Text block
|---|
TRADE ACT COULD BE A SPRINGBOARD TO OPPORTUNITIES FOR ECONOMIC DEVELOPMENT IN AFRICA

FAYETTEVILLE, Ark. - While the Africa Growth and Opportunity Act (AGOA) of 2000 opened the door to economic opportunities for African countries trading with the United States, a University of Arkansas professor argues that continued economic growth in the continent will require the equivalent of a Marshall Plan for Africa, which includes attention to health care and a knowledge-based revolution within the countries themselves.

Frederick Nafukho, assistant professor of business education and adult education, will present his paper at a conference held by the Council for the Development of Social Science Research in Africa on "Intellectuals, Nationalism and the Pan-African Ideal" in Dakar, Senegal, Dec.10-12.

There is an urgent need to invest in human resources in Africa. While trade liberalization may seem important for Africa, Nafukho says that without investing in human resources, Africa will remain disadvantaged in the world economy. The key to Africa’s survival is investment in intellectual capital. Past experience has shown that while Africa has vast physical and natural resources, intangible assets such as knowledge and information determine wealth creation in the 21st century.

Humanitarian concern over continued problems with access to food and health care have led to several development models for Third World countries—none of which have proved successful. AGOA was designed to facilitate trade between sub-Saharan African countries and the United States based on the continent’s ample resources in hopes of encouraging economic development. AGOA has eligibility provisions requiring companies that use its benefits to practice environmental conservation, promote democratic governance, observe fair labor laws and produce their goods within Africa.
|---|
Dataset records
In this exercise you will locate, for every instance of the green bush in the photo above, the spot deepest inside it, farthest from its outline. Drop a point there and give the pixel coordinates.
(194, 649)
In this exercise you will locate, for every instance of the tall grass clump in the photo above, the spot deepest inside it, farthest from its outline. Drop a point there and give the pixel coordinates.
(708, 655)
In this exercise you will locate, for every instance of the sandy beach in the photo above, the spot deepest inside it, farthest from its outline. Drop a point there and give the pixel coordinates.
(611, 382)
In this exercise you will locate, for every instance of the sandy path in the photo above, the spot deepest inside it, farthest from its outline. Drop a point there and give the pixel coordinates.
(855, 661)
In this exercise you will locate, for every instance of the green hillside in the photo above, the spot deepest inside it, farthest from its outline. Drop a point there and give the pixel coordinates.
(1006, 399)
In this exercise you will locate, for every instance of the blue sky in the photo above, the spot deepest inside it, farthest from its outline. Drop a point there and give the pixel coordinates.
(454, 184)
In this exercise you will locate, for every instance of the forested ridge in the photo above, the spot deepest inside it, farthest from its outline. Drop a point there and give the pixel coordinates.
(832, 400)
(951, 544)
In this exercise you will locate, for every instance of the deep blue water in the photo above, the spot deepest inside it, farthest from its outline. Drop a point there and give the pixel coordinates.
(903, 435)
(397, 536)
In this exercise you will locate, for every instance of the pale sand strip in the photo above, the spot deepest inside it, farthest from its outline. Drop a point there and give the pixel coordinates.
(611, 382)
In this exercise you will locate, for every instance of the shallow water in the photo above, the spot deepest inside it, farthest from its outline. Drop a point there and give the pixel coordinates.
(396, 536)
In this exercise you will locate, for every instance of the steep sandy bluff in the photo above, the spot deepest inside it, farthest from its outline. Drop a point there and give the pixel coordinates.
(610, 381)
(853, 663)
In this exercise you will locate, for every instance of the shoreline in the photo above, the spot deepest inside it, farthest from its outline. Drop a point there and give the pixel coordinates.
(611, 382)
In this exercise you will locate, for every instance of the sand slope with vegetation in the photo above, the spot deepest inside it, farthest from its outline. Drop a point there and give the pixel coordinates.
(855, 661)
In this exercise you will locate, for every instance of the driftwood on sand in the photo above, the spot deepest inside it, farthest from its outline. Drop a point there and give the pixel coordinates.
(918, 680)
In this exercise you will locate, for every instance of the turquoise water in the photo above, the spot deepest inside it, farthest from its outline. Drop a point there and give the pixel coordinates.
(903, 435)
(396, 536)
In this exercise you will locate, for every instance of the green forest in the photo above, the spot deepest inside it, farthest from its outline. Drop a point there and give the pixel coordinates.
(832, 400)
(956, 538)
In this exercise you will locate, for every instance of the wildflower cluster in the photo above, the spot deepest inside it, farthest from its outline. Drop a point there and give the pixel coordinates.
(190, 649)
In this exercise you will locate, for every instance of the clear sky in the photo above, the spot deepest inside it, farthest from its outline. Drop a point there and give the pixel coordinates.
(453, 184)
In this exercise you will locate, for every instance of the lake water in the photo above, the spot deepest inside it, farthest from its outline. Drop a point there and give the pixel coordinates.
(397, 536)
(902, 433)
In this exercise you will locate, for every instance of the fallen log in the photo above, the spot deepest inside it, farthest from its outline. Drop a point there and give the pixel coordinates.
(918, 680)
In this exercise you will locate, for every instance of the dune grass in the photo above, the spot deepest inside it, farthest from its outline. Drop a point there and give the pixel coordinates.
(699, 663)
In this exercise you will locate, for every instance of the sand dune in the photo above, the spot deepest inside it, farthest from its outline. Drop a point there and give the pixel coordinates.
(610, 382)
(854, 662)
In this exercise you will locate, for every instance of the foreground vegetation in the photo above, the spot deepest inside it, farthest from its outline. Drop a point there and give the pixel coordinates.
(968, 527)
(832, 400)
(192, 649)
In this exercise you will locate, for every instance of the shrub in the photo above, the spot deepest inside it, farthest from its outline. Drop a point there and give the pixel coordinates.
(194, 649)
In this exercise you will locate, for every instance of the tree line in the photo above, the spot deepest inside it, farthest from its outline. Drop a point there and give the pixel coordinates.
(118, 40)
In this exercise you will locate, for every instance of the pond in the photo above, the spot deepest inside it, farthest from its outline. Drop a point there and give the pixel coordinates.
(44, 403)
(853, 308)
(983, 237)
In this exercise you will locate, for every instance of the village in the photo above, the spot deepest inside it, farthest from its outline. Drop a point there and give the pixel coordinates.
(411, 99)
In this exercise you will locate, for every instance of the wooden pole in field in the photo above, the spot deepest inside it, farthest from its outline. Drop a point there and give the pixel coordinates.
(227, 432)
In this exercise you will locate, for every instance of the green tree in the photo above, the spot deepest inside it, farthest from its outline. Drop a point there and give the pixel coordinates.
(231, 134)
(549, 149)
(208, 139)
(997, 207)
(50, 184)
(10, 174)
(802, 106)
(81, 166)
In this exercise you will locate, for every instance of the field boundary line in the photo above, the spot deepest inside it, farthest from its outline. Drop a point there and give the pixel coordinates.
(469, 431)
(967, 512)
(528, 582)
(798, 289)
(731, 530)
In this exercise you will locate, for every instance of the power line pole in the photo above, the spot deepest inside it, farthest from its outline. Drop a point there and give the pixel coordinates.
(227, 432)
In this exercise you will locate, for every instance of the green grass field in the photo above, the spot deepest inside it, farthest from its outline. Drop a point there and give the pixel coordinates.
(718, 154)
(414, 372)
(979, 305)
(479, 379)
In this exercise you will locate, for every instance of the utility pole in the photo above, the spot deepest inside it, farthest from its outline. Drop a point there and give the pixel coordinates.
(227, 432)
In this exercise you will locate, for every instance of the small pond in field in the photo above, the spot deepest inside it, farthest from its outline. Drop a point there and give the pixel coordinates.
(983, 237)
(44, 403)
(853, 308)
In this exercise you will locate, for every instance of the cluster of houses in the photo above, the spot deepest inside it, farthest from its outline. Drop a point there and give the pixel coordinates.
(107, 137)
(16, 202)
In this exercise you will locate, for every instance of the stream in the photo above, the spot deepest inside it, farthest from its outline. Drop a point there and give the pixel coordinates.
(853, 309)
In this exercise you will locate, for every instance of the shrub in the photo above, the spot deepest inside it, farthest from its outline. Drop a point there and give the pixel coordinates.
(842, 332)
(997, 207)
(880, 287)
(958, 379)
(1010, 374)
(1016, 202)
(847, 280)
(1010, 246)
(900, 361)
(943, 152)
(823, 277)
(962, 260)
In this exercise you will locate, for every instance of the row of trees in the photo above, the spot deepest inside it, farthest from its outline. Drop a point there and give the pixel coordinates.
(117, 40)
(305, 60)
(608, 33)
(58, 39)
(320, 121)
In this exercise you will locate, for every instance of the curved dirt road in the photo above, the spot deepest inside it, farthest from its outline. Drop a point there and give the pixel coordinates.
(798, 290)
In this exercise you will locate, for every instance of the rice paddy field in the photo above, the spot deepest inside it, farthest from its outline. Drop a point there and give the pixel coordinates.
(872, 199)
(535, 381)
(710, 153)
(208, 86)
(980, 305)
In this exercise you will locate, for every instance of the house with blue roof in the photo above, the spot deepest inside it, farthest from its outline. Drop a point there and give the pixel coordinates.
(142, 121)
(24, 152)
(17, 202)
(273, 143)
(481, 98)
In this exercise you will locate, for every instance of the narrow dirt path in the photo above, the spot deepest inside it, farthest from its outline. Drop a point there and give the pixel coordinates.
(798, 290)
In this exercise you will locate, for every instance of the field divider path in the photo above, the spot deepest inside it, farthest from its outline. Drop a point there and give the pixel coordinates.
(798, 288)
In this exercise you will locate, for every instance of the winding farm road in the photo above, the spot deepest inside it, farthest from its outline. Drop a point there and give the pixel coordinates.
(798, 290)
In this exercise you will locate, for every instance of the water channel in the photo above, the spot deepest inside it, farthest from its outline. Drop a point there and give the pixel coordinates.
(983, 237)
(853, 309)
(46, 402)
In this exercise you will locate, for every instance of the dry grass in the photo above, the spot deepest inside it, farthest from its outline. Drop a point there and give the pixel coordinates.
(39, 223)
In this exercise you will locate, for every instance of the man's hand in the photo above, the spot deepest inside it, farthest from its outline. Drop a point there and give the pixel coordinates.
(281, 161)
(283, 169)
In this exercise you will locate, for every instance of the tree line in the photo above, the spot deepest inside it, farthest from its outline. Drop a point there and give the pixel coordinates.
|---|
Tasks and exercises
A: From the news release about the Africa trade act, list each eligibility provision AGOA requires of companies that use its benefits.
B: Pick out every line of the records above that contains the string "cluster", matching case exactly, and copy each one out.

Solutions
A:
- Practice environmental conservation
- Promote democratic governance
- Observe fair labor laws
- Produce their goods within Africa

B:
In this exercise you will locate, for every instance of the wildflower cluster in the photo above, the spot deepest inside it, farthest from its outline. Drop a point there and give the pixel coordinates.
In this exercise you will locate, for every instance of the cluster of houses in the photo above, the spot deepest inside it, farthest from its outline. Drop a point there and give the pixel coordinates.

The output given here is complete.